Stored records
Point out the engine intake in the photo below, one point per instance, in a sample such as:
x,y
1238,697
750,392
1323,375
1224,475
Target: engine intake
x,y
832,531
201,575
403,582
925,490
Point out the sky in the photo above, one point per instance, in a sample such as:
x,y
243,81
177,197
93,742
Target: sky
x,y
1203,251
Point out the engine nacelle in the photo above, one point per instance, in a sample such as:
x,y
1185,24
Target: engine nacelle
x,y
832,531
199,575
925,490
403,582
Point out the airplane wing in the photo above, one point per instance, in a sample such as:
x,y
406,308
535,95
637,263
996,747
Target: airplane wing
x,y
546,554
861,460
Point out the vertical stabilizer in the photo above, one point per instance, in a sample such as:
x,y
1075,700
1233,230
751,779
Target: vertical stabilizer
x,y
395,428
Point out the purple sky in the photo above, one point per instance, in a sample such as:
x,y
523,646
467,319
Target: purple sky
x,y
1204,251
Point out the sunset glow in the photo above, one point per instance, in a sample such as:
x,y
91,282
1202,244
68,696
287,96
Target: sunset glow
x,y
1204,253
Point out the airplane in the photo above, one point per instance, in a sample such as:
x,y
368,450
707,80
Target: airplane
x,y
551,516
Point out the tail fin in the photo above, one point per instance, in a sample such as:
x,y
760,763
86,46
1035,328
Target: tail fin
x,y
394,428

---

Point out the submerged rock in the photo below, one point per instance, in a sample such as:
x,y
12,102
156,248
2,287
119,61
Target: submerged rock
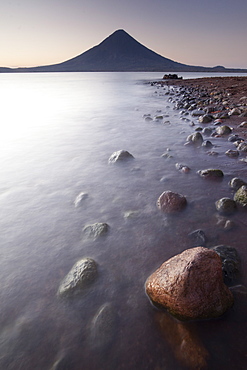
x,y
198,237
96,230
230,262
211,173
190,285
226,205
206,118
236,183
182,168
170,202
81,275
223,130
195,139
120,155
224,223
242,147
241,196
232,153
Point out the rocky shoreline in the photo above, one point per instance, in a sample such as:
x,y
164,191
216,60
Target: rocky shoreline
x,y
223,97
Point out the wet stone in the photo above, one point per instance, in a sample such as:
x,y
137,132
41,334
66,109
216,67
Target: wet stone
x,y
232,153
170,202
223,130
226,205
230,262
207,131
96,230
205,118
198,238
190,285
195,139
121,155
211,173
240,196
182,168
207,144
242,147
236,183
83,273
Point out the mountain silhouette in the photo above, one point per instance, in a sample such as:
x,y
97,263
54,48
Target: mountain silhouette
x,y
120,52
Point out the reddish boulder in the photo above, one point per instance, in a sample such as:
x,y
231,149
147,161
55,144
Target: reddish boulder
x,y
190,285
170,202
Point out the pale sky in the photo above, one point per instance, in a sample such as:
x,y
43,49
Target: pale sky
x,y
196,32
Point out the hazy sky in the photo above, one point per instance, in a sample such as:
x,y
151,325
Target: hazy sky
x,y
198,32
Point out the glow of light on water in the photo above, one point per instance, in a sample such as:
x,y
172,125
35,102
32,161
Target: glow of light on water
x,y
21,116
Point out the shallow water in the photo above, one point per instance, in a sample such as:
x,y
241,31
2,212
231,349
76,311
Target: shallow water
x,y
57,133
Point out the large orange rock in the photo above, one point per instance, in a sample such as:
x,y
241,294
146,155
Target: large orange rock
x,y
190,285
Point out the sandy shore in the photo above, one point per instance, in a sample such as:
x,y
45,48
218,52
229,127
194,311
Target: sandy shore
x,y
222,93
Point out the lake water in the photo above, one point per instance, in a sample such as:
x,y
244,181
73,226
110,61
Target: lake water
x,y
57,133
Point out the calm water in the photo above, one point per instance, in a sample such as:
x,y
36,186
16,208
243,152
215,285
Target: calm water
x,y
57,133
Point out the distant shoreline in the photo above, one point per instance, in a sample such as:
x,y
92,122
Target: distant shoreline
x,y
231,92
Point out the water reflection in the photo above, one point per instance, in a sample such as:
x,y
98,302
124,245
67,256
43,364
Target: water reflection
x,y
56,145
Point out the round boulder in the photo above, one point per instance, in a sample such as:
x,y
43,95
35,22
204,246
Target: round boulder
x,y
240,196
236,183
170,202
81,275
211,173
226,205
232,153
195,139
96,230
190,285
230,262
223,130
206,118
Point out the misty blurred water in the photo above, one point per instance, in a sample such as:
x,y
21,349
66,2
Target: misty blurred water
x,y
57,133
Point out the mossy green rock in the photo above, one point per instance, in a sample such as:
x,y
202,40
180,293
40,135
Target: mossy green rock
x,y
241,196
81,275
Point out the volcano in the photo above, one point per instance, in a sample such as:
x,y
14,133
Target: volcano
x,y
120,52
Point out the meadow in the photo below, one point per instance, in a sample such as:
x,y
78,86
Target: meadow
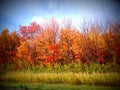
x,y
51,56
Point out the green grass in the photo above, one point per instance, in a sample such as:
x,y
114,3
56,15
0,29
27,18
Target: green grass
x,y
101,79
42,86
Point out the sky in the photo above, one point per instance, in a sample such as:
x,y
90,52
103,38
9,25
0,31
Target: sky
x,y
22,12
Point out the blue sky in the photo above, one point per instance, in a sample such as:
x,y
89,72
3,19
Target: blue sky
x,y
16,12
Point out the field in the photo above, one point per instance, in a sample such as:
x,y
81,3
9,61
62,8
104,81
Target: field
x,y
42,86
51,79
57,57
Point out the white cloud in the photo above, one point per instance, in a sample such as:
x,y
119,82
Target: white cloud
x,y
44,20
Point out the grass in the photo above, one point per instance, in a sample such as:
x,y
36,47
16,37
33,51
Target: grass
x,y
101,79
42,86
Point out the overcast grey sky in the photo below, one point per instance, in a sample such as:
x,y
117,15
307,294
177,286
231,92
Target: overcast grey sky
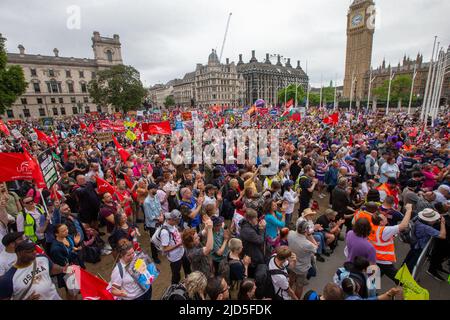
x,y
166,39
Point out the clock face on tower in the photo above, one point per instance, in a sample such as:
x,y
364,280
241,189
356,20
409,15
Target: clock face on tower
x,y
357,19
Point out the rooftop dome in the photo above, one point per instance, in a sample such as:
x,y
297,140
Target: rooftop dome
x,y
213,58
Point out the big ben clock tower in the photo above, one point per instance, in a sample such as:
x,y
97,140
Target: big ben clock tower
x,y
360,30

Problem to solve => Identify each line in the records that contains the string "distant", and copy those lines.

Output for this exercise =>
Point out the distant shoreline in the photo above, one point per instance, in a sample such as:
Target: distant shoreline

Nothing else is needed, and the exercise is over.